■ **Exercise passage**
How Kawaoka has the energy to do so much is a mystery. He doesn't eat much, sleeps even less and is perpetually jetlagged. To keep up his dual appointment, he often travels to Tokyo, sometimes for just a day.

Even as a postdoc at St. Jude Children's Research Hospital in Memphis, Tennessee, Kawaoka was in the lab when the cleaning lady arrived in the early evening, would go home to sleep at some point and be back again, ready to start the next day, before she left. “We're all amazed at how he can physically manage to function so well in two different time zones,” says Krisna Wells, who has worked with Kawaoka since 1987. “Personally, I don't think he sleeps.”

Still, running two labs gives Kawaoka the best of both worlds.

His appointment at the University of Tokyo's prestigious Institute for Medical Sciences guarantees that his lab is always supplied with the best Japanese students. And Wisconsin allows those students to run experiments with recombinant DNA, which is under strict regulation in Japan.

But the dual appointment also has its share of headaches.

“Often I hear from Japanese that we, meaning Japanese, should do the work that sends a message to the world,” says Kawaoka. “But it doesn't matter whether I do this work in Japan or the US or wherever. If people make comments, I don't say a word. I don't care what other people think.”

■ **Problems to solve**
A. In the passage about Kawaoka, since what year has Krisna Wells worked with him?
B. Please copy word for word the part of the passage about Kawaoka that starts at "Even as a postdoc" and ends after "regulation in Japan.".
The items after this are separate material.

■ **Supplied data**
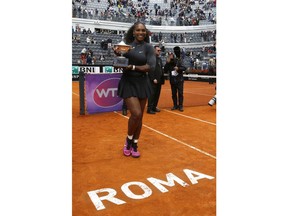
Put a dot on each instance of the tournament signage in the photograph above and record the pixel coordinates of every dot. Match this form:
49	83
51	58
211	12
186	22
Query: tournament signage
85	69
75	72
101	92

■ **Answers provided**
A. Since 1987.

B.
Even as a postdoc at St. Jude Children's Research Hospital in Memphis, Tennessee, Kawaoka was in the lab when the cleaning lady arrived in the early evening, would go home to sleep at some point and be back again, ready to start the next day, before she left. “We're all amazed at how he can physically manage to function so well in two different time zones,” says Krisna Wells, who has worked with Kawaoka since 1987. “Personally, I don't think he sleeps.”

Still, running two labs gives Kawaoka the best of both worlds.

His appointment at the University of Tokyo's prestigious Institute for Medical Sciences guarantees that his lab is always supplied with the best Japanese students. And Wisconsin allows those students to run experiments with recombinant DNA, which is under strict regulation in Japan.